*Work instruction:*
Could you return each entry below exactly as written, minus any pictures?

*Image point grounding data:*
○ ○ ○

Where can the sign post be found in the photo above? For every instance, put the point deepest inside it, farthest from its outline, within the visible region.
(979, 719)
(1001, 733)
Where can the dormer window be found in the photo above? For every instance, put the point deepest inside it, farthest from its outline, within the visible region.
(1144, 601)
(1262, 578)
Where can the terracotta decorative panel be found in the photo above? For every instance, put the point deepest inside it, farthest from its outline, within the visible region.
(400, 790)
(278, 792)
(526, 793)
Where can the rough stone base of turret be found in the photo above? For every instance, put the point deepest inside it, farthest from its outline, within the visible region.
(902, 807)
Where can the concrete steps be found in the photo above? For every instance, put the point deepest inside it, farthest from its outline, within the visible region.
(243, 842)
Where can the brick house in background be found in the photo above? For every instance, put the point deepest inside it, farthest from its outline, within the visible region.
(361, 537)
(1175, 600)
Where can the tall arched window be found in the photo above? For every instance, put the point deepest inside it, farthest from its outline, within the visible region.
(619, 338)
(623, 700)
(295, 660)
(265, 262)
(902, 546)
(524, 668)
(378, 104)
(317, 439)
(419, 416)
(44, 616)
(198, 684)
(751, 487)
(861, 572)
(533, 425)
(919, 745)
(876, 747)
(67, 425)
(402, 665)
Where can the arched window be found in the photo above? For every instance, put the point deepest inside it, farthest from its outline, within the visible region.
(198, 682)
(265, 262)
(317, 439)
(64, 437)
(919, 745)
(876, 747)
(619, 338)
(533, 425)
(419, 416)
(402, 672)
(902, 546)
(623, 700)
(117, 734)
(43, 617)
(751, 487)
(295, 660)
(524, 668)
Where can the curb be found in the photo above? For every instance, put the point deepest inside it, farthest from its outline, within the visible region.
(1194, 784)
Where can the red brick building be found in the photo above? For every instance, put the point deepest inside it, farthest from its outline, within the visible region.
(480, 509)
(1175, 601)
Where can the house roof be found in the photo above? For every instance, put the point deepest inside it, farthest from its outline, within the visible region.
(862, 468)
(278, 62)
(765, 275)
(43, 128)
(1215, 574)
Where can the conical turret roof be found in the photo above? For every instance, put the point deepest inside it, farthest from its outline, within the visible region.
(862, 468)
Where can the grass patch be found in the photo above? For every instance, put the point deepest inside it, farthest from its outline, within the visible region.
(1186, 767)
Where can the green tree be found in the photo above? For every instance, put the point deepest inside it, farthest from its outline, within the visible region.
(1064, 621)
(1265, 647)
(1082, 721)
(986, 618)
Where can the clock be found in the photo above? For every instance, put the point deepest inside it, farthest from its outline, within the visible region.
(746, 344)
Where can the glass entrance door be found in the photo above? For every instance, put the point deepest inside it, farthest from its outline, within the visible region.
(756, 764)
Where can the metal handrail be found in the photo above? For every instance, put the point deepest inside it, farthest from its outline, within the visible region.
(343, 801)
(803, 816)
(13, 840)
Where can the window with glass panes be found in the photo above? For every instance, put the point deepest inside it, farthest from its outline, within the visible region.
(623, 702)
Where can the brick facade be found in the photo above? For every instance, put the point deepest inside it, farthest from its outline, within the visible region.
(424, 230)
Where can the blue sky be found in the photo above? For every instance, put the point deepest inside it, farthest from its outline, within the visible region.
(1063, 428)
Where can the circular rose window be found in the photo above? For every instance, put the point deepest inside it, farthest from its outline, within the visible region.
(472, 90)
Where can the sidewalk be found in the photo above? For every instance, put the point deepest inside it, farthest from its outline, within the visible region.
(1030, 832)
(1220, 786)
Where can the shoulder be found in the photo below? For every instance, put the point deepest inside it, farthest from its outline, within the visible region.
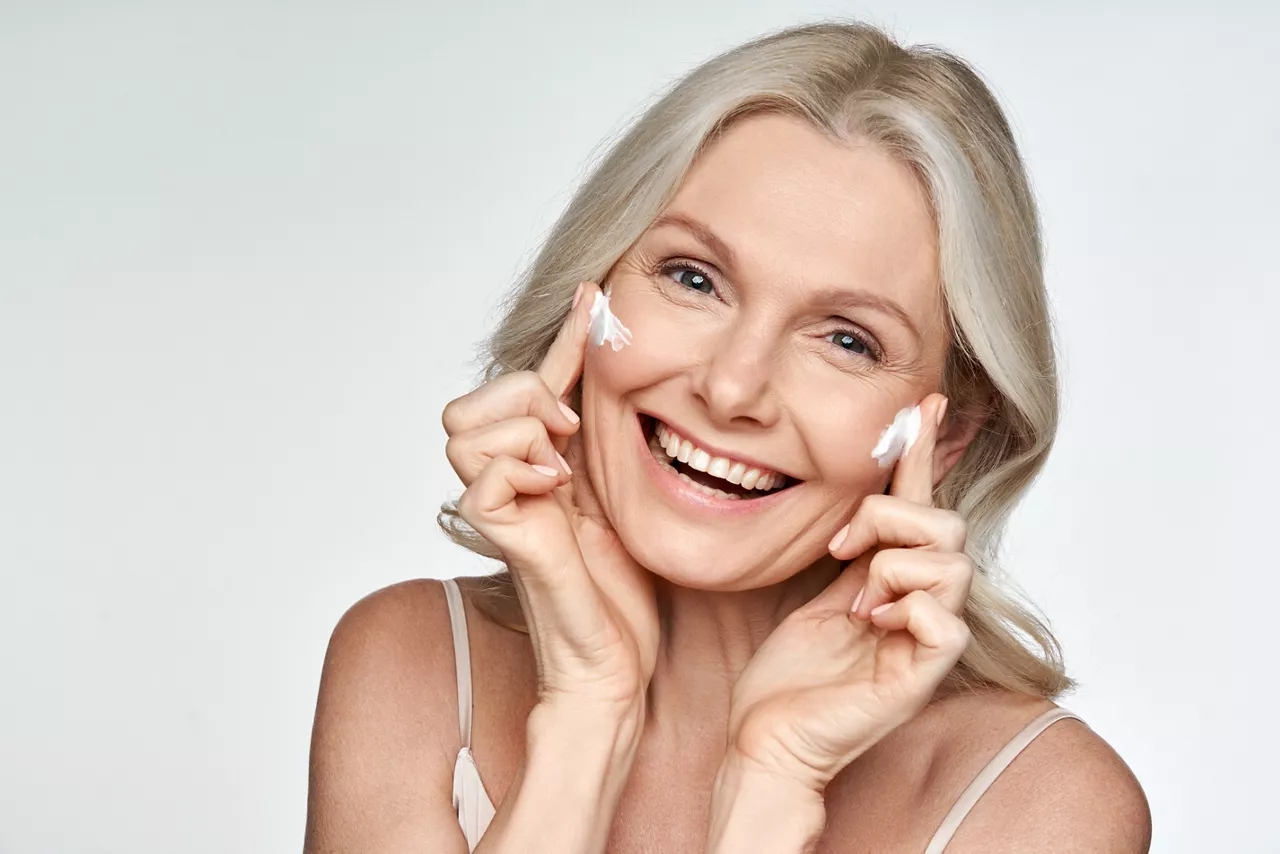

○ ○ ○

*Answer to this exercise:*
Where can the sign post be found in the photo above? For every instance, put the point deepest inside it, farthest from its outline, within the visible region.
(979, 719)
(1001, 733)
Where can the dormer window be found in the photo above? For every instance, put the point deepest inside it, farthest from its outline, within the visible region.
(1144, 601)
(1262, 578)
Where can the terracotta decorative panel be found in the photo above? For every instance, put the point deepest inside it, farthest from its outline, within the visible region.
(400, 790)
(278, 792)
(526, 793)
Where can the rough stone base of turret be found in the photo above? For every instance, put the point deepest inside it, farthest from its outline, within the visible region.
(902, 807)
Where can the concrete steps be found in the photo above? For every instance, put the point deepest inside it, farthest from its outline, within the visible region.
(243, 842)
Where can the brick house in background be found in the photo above? For every instance, put the point deepest inside it, farthest from its outline, within the visible region.
(361, 537)
(1175, 600)
Where can the tall arched window be found in the photo above? For every instance, put the point deepest inside it, farthest from its outline, within the visible region.
(619, 338)
(623, 700)
(295, 660)
(265, 262)
(902, 546)
(524, 668)
(378, 104)
(317, 439)
(419, 416)
(44, 616)
(198, 684)
(751, 487)
(861, 572)
(533, 425)
(919, 745)
(876, 747)
(67, 425)
(402, 665)
Where can the arched window be found in the photo above? For every instance, put the point deepest inside it, farthest from its outline, within the visible region.
(198, 682)
(265, 262)
(317, 439)
(64, 437)
(919, 745)
(876, 747)
(619, 338)
(533, 425)
(419, 416)
(402, 672)
(902, 546)
(623, 700)
(117, 734)
(43, 617)
(751, 487)
(295, 660)
(524, 668)
Where can the curb be found in the photo above? For every instance, put the point deepest inside it, farthest from its outline, within the visible region.
(1194, 784)
Where can the red brick building be found in the photo above? For every instance, put the point deepest inside it, farthest from its outline, within the visible region.
(480, 509)
(1175, 601)
Where can the house roof be found in the photo above? For every instance, put the point deepest inside it, farthest from its outline, within the visible region.
(862, 468)
(278, 62)
(765, 275)
(43, 128)
(1215, 574)
Where can the conical turret roof be found in the photo above? For every instance, put the point deepest inside it, farthest from its outline, within the visible region.
(862, 468)
Where can the grass patch be found in the photo above? For every instance, put the point deepest inside it, farthest from its outline, within the visible region.
(1186, 767)
Where can the green tree be found in the photo above? For every instance, put the point deepest inside it, farthest from its outline, within the visible region.
(1064, 621)
(1265, 647)
(1082, 721)
(986, 618)
Where can the clock be found in the photo above? For every instance, put the point deepest inside it, farthest from its outline, within the visible region.
(746, 344)
Where can the glass entrance door be found in the photo above? For every instance, put the point deepest inside it, farthest from its outline, within the visible region.
(756, 764)
Where can the metal handrail be found in the photo above? For every instance, put the point deepest inside it, farthest from its outline, within the visible region.
(343, 801)
(803, 816)
(13, 840)
Where can the window with glass panes be found in the photo above? For every instance, put the point deepest inside it, farthest from its outline, within the visible region.
(623, 702)
Where can the brick facade be found in the photo above? For every instance, put the point deepest inside it, farthest from its outline, within the visible region.
(424, 230)
Where can the blue sky be found in the photo above? For every instance, put the point deepest inside it, farthest from its outline, within the visible region.
(1063, 428)
Where can the circular rose window be found in the photo above? For every instance, put the point deepest inside it, farthest from its outline, within the visible region.
(472, 90)
Where can the sidewalk be found in the photo above? For every instance, put the point deepest inside it, farthest from its outline, within the visible region.
(1030, 832)
(1220, 786)
Where can the shoulder be found in the photo below? For every instance, put the point deepest inside it, farthest from its outline, within the visible region.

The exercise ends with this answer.